Trustees and the interim superintendent confronted an energized public Thursday night as the Carmel Central School District laid out a plan to close a multi‑million‑dollar budget gap. Interim Superintendent McGrath and business office staff presented a set of proposed reductions — roughly $4.9 million in program and personnel changes — after telling the room that state aid, expiring COVID relief grants and rising contract costs had combined to produce an estimated shortfall.
The board and administration described two immediate budget paths. Using $1.1 million in appropriated fund balance and the proposed reductions would produce a levy increase near 2.34 percent. Without using that fund balance the levy would be about 3.43 percent. Administration said a remaining gap under either scenario would require additional decisions about programming, staffing or pursuing a higher levy. Officials repeatedly warned that if voters reject a proposed levy the district could be placed on a contingent budget, a legally constrained scenario that would force deeper cuts and could take years to recover from.
The public-comment period — expanded for the night after trustees voted to suspend the usual five‑minute limit — became a running critique of the district’s past budgeting and governance. Speakers urged the district to avoid cuts to kindergarten, athletics, extracurricular clubs and field trips; questioned high salary and benefits costs; and called on the Carmel Teachers Association to come to the bargaining table with concessions. Several speakers pressed for faster, clearer disclosure of line‑by‑line budget and grant spending and urged the district to pursue savings through transportation optimization, grant writing, cooperative purchasing and re‑examining benefits and retirement incentives.

What is required>
According to the budget report above, why did officials warn about voters rejecting a proposed levy?

Raw data>
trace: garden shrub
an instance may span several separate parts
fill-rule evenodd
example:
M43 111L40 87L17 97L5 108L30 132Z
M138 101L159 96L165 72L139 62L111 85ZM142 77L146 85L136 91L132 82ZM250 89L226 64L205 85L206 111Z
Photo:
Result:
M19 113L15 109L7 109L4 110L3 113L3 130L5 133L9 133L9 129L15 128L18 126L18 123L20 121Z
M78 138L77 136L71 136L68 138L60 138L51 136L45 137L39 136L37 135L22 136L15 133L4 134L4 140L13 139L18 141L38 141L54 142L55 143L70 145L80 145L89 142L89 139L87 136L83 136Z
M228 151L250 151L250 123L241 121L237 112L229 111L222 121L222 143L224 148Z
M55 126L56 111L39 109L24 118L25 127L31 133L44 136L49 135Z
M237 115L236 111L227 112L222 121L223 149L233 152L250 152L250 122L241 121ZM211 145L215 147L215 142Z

* * *

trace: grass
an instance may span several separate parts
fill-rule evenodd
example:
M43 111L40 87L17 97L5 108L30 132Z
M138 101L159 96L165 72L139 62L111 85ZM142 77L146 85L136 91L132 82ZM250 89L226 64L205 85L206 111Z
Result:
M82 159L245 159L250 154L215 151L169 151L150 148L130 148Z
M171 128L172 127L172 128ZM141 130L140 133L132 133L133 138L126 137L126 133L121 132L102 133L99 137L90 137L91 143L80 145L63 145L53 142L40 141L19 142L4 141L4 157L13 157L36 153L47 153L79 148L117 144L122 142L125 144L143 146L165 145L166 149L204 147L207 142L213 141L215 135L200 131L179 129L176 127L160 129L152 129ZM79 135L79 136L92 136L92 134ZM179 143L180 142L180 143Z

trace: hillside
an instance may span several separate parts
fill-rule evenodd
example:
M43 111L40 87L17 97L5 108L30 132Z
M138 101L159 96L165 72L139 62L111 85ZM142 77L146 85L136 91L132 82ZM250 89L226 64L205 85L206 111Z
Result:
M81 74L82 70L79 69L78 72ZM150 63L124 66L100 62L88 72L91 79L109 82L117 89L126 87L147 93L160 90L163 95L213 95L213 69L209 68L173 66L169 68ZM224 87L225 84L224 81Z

Reply to the exercise>
If voters reject the levy, the district could be put on a contingent budget. That legally constrained scenario would force deeper cuts, and recovering from it could take years.